> **Extrait à lire**:
⟨

L'annonce de ce plan intervient quelques semaines avant que la Commission ne présente son projet de réforme du pacte de stabilité et de croissance (PSC), qui définit les règles de l'UE en matière de dette et de déficit publics.
LEX • S’ajoutant au DSA, deux textes ont été adoptés la semaine dernière.
Le premier est la nouvelle réglementation sur les chargeurs communs, qui a été approuvée par le Parlement européen. D'ici à la fin de 2024, tous les téléphones mobiles, tablettes et appareils photo vendus dans l'UE devront être dotés d'un port de charge USB-C. L’UE avait déjà fait passer le nombre de chargeurs courants de 30 à 3. Cette mesure devrait coûter cher à Apple, et son chargeur Lightning, alors que les appareils Android et Google sont déjà compatibles avec l'USB-C.
Le deuxième texte est la directive sur les salaires minimums, qui vise à promouvoir les salaires minimums légaux et la négociation collective. Cette législation n'est pas une tentative de créer un salaire minimum à l'échelle de l'UE. Les États membres devront mettre en place un cadre pour la fixation des salaires et prendre des mesures pour que les négociations collectives couvrent 80% de la main-d'œuvre. En juin dernier, nous avons discuté de la signification de cette directive avec l'eurodéputé Drago Pislaru de Roumanie, président de la commission de l'emploi et des affaires sociales du Parlement européen. Vous pouvez consulter l’entretien ici.
PREMIER SOMMET • La semaine dernière, le premier sommet de la Communauté politique européenne s'est tenu à Prague. Cette initiative, initialement portée par la France, a été lancée après le début de la guerre en Ukraine, afin de renforcer la coopération entre l'UE, ses partenaires stratégiques et ses pays voisins — notamment ceux qui ambitionnent d'adhérer à l'UE. Liz Truss, première ministre britannique, s’est également rendue au sommet, elle qui avait montré peu d'intérêt pour ce nouveau forum.

⟩

> **Consignes de l'exercice**:
1. Reformulez sous forme de liste concise le paragraphe de l'extrait qui commence par « Le premier est la nouvelle réglementation », en conservant ses faits essentiels.
2. Poursuivez l'extrait sur l'actualité européenne à la suite de sa dernière phrase.
Les données qui suivent n'ont aucun rapport avec l'extrait.

> **Données**:
⟨

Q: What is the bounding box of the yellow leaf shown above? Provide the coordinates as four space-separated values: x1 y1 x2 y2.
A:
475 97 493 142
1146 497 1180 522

⟩

> **Réponses par consigne**:
1.
- Le Parlement européen a approuvé une nouvelle réglementation sur les chargeurs communs.
- D'ici à la fin de 2024, les téléphones mobiles, tablettes et appareils photo vendus dans l'UE devront avoir un port de charge USB-C.
- L'UE avait déjà ramené le nombre de chargeurs courants de 30 à 3.
- La mesure devrait coûter cher à Apple et à son chargeur Lightning, alors que les appareils Android et Google sont déjà compatibles avec l'USB-C.

2.
Les dirigeants européens ont échangé sur une variété de sujets, y compris la guerre en Ukraine, l'état de l'économie, l'énergie, le climat, les migrations et la mobilité. Le lancement d'une mission civile de deux mois de l'UE à la frontière entre l'Arménie et l'Azerbaïdjan a également été décidé lors d'une réunion parallèle entre les dirigeants de l'UE et les présidents des deux pays.
Vendredi, les dirigeants de l'UE se sont réunis pour une réunion informelle autour de l’énergie. Celle-ci n’a pas permis de trouver un terrain d’entente sur les nouvelles solutions à mettre en place pour lutter contre l’inflation des prix de l’énergie. Une réunion formelle sur le sujet devrait avoir lieu les 20 et 21 octobre.
Nos lectures de la semaine
Pour l'Institut Montaigne, Happymon Jacob écrit sur la conception indienne du système international actuel. Si New Delhi ne souhaite pas d’alliance formel avec les pays occidentaux, l’intérêt commun à contenir la montée en puissance de la Chine assurera leur coopération.
Marcel Muraille, de l'Institut Egmont, plaide pour que l'UE joue un rôle plus important dans les efforts actuels pour attirer les travailleurs les plus qualifiés en Europe.
Kenneth Propp, Frances Burwell et Cameron Kerry, de l’Atlantic Council, expliquent l'importance du décret américain sur les échanges de données transatlantiques pour la mise en place d’un nouveau cadre de protection des données (Data Privacy Framework, DPF) entre l'UE et les États-Unis.
Pour le Center for European Policy Studies, Michael Emerson explore le potentiel et les limites de la Communauté politique européenne.
Cette édition a été préparée par Maxence de La Rochère, Brian Ó’Donnaile et Augustin Bourleaud. À la semaine prochaine !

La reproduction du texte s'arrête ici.